> Selected text
##########
As indicated by the first editorial, hoped-for "new jobs" are an illusion and will come from someplace else in the local economy. . . Hold that thought for a moment.

The first editorial pointed out something else:
. . . The age of the automobile led to the spread of growth into suburban communities . . .
While the automobile changed what is "local," our government which was organized on a pre-automobile concept of "local" has not changed. The result has been (not only here, but elsewhere in New York State) suburbs and the cities they economically depend upon making policy decisions that hurt the city-suburban region as a whole. In Upstate, we have what has been documented by the Brookings Institute as one of the worst cases of sprawl in the nation . . . sprawl without growth in population . . . The result is extremely high levels of taxation which drive more people away and create a need for even higher taxes.




New Hartford, Whitestown, and Utica being separate jurisdictions makes about as much sense as east and west Utica being separately governed. If there was a Municipality of Greater Utica instead, somehow I think we would still have an apple orchard in New Hartford . . . or a business park there reserved for manufacturing.

Wednesday, December 09, 2009

Oneida County Sticks It To The Villages . . . and Utica

Oneida County's $158 Million Sewer project has been portrayed by government and media as resolving a problem of too much storm water getting into sewers that now must be removed. With that perspective, few would question the distribution of costs recently published in the local newspaper -- with the communities having the "leakiest" sewers being stuck with the greatest bills. Ignored, however, are the facts that the project was triggered by the County's violation of law; that the violation has exposed local communities to costs, which could have legally been smaller and postponed had no violation occurred; and that the violation enabled the County and certain municipalities to grow their tax bases and incomes "on the cheap." If the County proceeds down its current path on cost sharing with our system of overlapping local governments, the entities that benefited the most from the violation (the County and Town of New Hartford) are going to continue to benefit, while the burden of paying for the project will be passed on to the Villages and the City of Utica.
##########
> Materials provided
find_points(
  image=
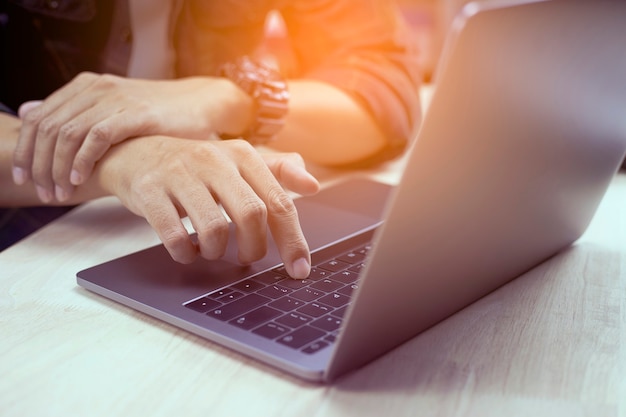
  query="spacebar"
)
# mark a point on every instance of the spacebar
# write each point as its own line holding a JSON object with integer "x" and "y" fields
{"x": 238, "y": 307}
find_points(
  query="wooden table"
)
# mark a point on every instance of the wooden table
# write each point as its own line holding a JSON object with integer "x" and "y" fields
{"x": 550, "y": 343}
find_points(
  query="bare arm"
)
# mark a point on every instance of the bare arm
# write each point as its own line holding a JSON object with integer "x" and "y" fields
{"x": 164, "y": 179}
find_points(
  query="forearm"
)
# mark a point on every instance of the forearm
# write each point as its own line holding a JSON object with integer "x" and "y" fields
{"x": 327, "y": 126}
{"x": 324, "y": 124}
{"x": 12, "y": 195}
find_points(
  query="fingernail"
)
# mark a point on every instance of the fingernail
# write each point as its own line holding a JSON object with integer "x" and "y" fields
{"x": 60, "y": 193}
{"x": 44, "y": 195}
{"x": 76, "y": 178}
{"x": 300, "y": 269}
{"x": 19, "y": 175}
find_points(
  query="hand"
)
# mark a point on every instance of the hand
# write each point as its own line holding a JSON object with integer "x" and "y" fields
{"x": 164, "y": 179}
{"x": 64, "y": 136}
##########
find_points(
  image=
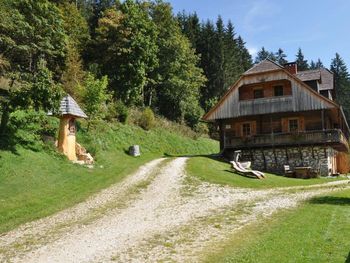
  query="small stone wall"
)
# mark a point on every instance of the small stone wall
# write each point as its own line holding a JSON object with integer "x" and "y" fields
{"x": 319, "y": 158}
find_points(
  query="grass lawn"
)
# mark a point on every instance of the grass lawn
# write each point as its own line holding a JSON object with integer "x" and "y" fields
##########
> Required work
- A) Pull out each line of the listing that contains the word "grass".
- B) Carry on the editorial about the Oneida County sewer project, beginning after its last sentence.

> Task answers
- A)
  query="grass lawn"
# mark a point on every instance of the grass lawn

- B)
The table that accompanies this article breaks down costs by jurisdiction, using cost information from an Oct. 10th OD article and an Oct. 8th County press release, plus readily available population information. This table shows what each community would pay, if it is responsible to fix the sewers that it owns. Notice that the Towns' "Cost Per Capita" amounts are significantly less than those of the Villages. Now consider that every Village is also part of a Town. While it is yet undecided how these costs will end up being distributed (everyone is praying for grants), it does not seem unrealistic that Village residents will also be made to pick up the per capita costs of the Town within which they reside. Additionally, the County intends to pass "District Wide" costs on to ALL sewer users, including those living within the affected municipalities listed. The last column shows the "Cumulative Per Capita Cost" of the Consent Order. [Village+Town+"District Wide" or, for Town-only residents, Town+"District Wide"]. The difference between Towns and Villages becomes more pronounced.

It is important to remember that these costs are merely the costs necessary to bring the County's, Towns' and Villages' sewer systems into compliance with the Consent Order. The costs do not include the usual sewer user fees collected to process our wastewater. How did we get into this predicament?

We have to go back to when Utica and the Villages were first settled. People lived so close to each other in the settlements that sewers became necessary to carry both storm water and waste water away to where they could be "harmlessly" discharged to a stream. Sewers were "combined" because both storm and waste water were transported together. Later, when it was discovered that the discharge was not so "harmless," treatment plants were added to the end of the pipe before discharge to remove most of the harmful material. Because storm water was included, treatment plants had to be quite large, but even a large plant would not be able to contend with all the water from a significant storm. "Combined Sewer Overflows" (CSOs) were designed to allow some of the combined waters to discharge directly into the stream, bypassing treatment during storms. This was preferable to having the waters back up into people's basements or having to make treatment plants even bigger to handle large storms. This was deemed acceptable because the overflowed waste was highly diluted with rain water.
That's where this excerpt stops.